- [To do]: Rewrite the lines of the entries below, starting at the line that contains "Note: for every instance of the leaning" and stopping after the line that contains "291], [417, 335]]". Keep every line in that span, but raise each coordinate in the [x, y] lists by 25.

---*---

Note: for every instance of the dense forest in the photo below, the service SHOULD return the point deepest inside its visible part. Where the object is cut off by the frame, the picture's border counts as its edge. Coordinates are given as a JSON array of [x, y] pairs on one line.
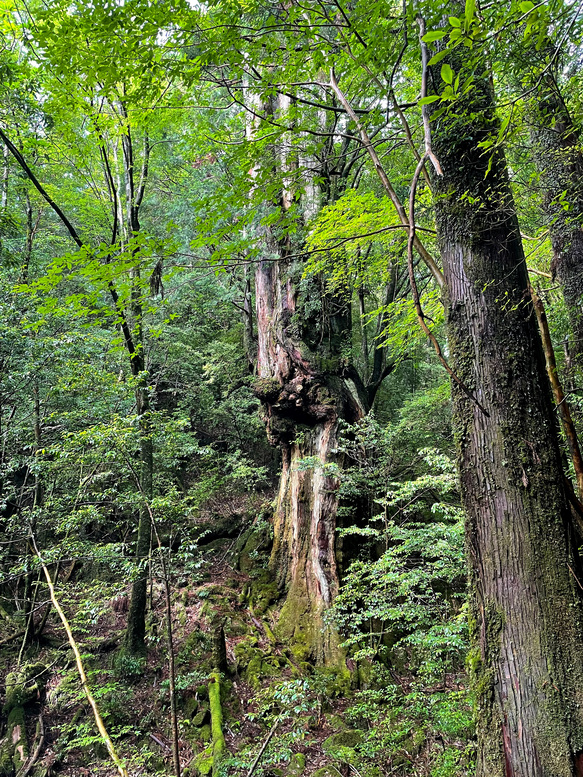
[[291, 381]]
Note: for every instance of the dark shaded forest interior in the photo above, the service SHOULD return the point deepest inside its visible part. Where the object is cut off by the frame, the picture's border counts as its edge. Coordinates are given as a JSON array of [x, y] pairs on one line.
[[291, 388]]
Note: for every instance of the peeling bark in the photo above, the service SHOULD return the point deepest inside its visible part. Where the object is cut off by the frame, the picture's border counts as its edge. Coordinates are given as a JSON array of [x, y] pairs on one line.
[[560, 162], [305, 391]]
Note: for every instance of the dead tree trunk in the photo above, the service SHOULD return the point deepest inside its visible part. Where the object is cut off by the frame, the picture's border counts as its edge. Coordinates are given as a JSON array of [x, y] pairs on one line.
[[526, 610], [560, 162], [305, 389]]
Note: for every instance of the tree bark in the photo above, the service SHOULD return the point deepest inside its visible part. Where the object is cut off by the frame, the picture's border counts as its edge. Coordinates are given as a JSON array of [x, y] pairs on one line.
[[560, 162], [305, 389], [526, 610]]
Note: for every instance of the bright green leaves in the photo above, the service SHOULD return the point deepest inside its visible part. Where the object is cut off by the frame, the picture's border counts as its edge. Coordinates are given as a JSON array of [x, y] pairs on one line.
[[447, 73]]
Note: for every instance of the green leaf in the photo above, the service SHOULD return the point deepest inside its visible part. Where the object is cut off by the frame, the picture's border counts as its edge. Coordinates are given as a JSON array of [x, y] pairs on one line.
[[438, 57], [429, 37], [446, 73]]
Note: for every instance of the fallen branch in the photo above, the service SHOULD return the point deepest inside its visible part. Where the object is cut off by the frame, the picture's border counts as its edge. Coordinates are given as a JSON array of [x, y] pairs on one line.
[[80, 668], [219, 745], [264, 746]]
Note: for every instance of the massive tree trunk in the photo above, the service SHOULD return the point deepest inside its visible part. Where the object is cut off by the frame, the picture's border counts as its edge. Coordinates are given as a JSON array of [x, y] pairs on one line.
[[526, 608], [305, 389], [560, 162]]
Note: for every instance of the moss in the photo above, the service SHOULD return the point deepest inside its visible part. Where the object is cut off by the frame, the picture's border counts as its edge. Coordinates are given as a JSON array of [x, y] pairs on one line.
[[14, 747], [343, 739], [297, 765], [266, 389], [203, 763], [326, 771], [201, 718]]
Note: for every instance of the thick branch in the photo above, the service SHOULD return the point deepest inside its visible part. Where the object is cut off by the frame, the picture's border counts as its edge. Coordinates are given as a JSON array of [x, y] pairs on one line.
[[366, 141]]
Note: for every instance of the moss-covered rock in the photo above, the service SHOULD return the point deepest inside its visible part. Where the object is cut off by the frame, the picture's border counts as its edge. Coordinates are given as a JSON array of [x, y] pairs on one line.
[[25, 686], [326, 771], [349, 738], [297, 765], [201, 717], [14, 747]]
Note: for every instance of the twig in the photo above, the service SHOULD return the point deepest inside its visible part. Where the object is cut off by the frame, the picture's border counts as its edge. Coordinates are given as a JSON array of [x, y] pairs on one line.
[[425, 108], [367, 143], [27, 768], [159, 741], [263, 746]]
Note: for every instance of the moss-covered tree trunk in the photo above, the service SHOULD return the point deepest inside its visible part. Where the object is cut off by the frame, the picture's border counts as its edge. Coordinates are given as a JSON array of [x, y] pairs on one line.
[[526, 609], [305, 388], [560, 162]]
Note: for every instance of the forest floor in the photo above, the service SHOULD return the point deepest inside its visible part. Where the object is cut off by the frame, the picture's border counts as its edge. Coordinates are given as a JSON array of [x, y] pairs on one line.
[[322, 727]]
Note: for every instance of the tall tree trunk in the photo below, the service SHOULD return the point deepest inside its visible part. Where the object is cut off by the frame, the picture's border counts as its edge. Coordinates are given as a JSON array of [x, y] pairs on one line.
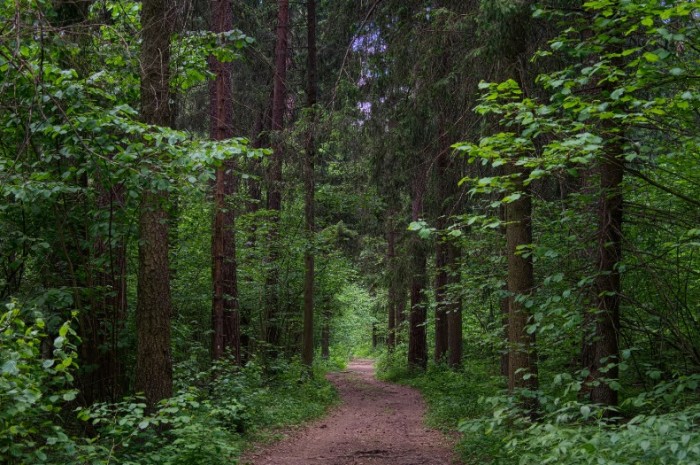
[[607, 283], [444, 188], [441, 297], [153, 308], [326, 335], [522, 358], [417, 335], [273, 330], [391, 270], [307, 355], [225, 308], [454, 316]]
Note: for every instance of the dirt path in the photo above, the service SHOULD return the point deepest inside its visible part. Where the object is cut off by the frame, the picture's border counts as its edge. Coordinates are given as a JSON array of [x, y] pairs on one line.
[[377, 423]]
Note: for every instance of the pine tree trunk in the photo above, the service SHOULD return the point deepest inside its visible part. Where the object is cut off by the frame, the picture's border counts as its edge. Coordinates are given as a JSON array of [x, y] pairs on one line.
[[153, 308], [607, 284], [454, 316], [391, 271], [326, 335], [273, 330], [522, 359], [225, 308], [309, 187], [417, 335], [441, 297]]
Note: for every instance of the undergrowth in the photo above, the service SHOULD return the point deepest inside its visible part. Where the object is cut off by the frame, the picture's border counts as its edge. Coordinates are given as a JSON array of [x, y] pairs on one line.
[[495, 431], [211, 419]]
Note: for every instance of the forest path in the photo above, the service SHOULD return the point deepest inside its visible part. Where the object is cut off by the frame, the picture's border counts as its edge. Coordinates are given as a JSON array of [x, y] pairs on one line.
[[377, 423]]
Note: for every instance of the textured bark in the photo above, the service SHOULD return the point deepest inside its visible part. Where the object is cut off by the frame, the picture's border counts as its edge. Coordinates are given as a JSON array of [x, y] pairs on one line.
[[522, 364], [454, 315], [417, 335], [441, 297], [391, 307], [273, 330], [607, 284], [107, 317], [153, 308], [326, 335], [225, 309], [307, 354]]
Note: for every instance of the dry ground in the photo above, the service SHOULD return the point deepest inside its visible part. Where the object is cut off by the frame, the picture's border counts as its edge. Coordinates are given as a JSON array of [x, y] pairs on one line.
[[377, 423]]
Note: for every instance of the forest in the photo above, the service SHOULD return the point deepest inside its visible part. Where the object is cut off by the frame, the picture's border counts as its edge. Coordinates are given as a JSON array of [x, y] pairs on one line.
[[206, 206]]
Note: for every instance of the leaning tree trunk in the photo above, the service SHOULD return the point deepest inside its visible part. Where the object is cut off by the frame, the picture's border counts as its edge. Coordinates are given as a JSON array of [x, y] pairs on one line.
[[307, 354], [607, 283], [273, 330], [153, 307], [444, 188], [225, 308], [522, 359], [454, 315], [392, 291], [417, 335]]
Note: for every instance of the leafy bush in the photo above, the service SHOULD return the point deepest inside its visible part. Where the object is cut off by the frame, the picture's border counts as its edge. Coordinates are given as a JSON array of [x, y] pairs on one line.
[[33, 390], [575, 432]]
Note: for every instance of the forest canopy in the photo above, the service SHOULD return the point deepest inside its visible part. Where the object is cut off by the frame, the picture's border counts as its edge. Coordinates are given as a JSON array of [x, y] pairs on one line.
[[207, 205]]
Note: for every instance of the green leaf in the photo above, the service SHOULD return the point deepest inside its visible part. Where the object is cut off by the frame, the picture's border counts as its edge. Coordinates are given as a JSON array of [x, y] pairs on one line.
[[651, 57]]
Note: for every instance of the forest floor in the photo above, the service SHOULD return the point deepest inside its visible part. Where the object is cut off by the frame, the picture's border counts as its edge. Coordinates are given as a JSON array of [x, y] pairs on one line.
[[376, 423]]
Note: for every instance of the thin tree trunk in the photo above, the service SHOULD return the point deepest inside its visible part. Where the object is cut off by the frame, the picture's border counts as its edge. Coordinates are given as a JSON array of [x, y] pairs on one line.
[[273, 330], [326, 335], [309, 187], [392, 297], [153, 308], [522, 358], [607, 283], [417, 335], [441, 297], [225, 308], [454, 316]]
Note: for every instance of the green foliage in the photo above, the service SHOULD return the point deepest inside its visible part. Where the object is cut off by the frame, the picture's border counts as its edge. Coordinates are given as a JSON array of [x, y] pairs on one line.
[[33, 390]]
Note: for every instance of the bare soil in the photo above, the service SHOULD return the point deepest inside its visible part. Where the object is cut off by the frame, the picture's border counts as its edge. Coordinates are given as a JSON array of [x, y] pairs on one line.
[[376, 423]]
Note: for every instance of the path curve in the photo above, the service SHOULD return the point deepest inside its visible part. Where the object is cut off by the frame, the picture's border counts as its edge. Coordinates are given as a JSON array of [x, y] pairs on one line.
[[376, 423]]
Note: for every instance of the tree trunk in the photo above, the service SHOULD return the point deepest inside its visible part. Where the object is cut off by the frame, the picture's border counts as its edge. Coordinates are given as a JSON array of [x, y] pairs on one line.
[[417, 335], [273, 330], [607, 283], [454, 316], [225, 308], [441, 297], [307, 355], [153, 308], [326, 335], [391, 271], [522, 360]]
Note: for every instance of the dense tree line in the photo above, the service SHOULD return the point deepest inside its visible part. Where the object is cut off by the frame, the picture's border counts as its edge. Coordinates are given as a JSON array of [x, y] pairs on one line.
[[198, 192]]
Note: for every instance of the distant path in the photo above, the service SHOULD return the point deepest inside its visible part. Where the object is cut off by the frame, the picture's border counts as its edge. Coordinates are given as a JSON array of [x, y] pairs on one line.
[[377, 423]]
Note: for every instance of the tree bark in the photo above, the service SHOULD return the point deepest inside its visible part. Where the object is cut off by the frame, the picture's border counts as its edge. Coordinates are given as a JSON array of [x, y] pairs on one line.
[[392, 291], [153, 308], [417, 335], [454, 316], [607, 283], [522, 358], [441, 297], [225, 307], [273, 330], [307, 355]]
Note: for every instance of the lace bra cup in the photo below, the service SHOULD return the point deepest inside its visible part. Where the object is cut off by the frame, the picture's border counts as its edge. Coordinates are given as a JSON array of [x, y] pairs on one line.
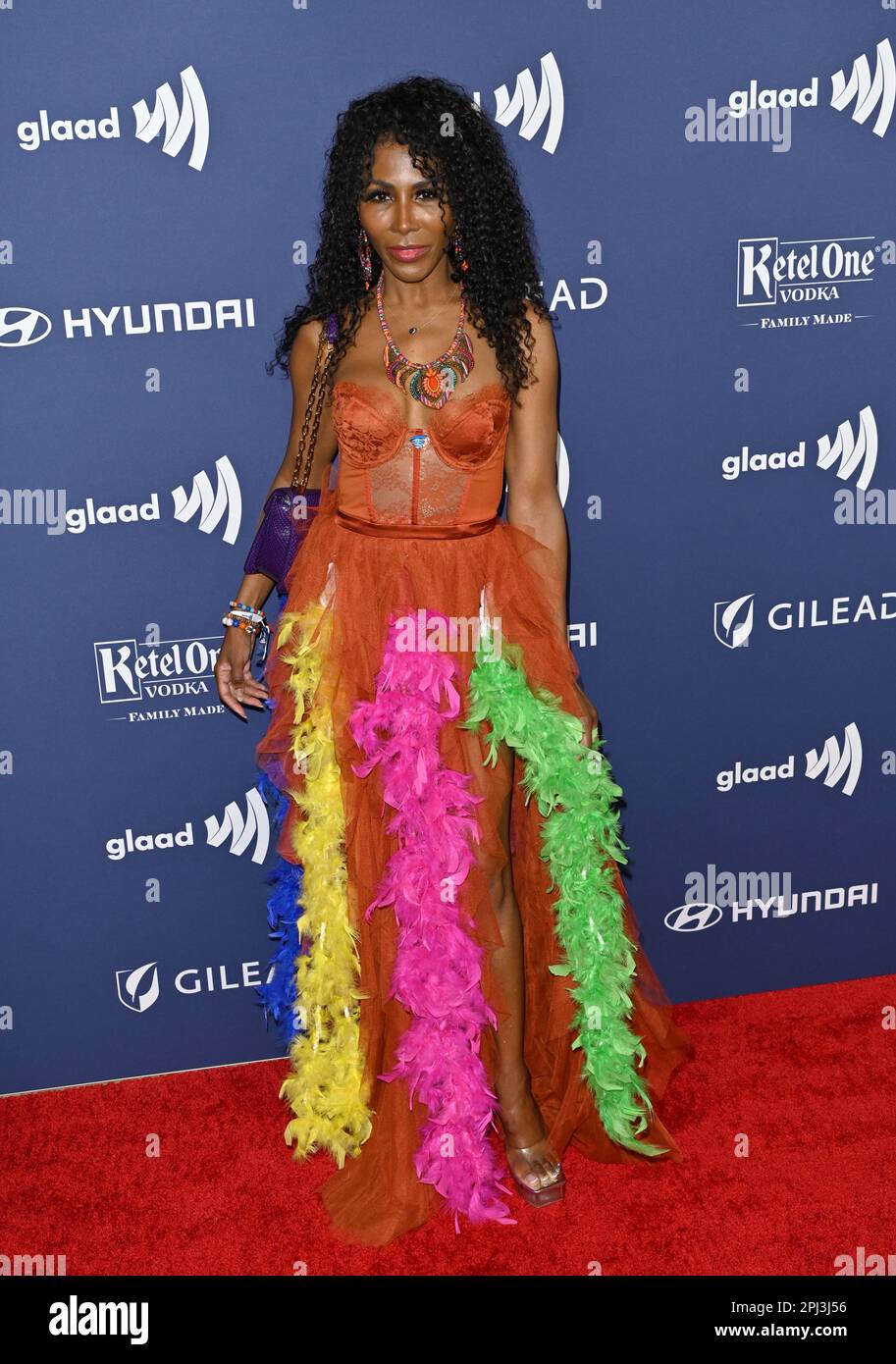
[[466, 433]]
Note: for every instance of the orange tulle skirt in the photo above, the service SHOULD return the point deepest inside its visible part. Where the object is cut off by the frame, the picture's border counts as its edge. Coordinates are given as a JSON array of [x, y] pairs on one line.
[[377, 1195]]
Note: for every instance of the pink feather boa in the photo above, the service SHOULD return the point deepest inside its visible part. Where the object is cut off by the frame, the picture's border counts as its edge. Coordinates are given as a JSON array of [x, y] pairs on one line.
[[438, 965]]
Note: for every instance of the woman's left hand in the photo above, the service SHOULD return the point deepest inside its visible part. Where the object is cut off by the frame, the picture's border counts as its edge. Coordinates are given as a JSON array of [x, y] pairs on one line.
[[587, 713]]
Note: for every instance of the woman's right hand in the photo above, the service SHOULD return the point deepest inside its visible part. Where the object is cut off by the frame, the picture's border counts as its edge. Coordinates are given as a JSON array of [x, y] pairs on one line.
[[234, 672]]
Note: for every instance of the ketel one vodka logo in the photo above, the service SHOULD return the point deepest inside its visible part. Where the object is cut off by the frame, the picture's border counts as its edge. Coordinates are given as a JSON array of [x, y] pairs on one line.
[[851, 89], [536, 109], [132, 671], [178, 123], [815, 270]]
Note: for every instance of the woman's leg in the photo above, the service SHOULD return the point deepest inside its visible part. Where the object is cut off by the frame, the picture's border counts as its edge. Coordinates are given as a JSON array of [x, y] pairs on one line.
[[522, 1122]]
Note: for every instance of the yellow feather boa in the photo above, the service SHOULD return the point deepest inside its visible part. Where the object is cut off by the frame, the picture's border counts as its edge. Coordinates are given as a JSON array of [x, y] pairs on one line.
[[326, 1087]]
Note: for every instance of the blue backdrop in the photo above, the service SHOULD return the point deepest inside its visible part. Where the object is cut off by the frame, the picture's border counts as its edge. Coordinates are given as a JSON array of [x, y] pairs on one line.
[[723, 290]]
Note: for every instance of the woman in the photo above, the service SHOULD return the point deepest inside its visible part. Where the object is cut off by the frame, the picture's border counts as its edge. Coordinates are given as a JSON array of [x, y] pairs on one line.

---*---

- [Reply to the task]:
Note: for every instance of the leaning tree trunk in the photo above, the service SHOULD return the point deepest inside its visible part. Where the object is cut off by the frame, the picture's border counts as its edge. Coordinates are given as a JSON array of [x, y] pairs on one line.
[[332, 379], [632, 308], [298, 355], [178, 332], [469, 213], [250, 333], [547, 384], [479, 340], [417, 316], [442, 360]]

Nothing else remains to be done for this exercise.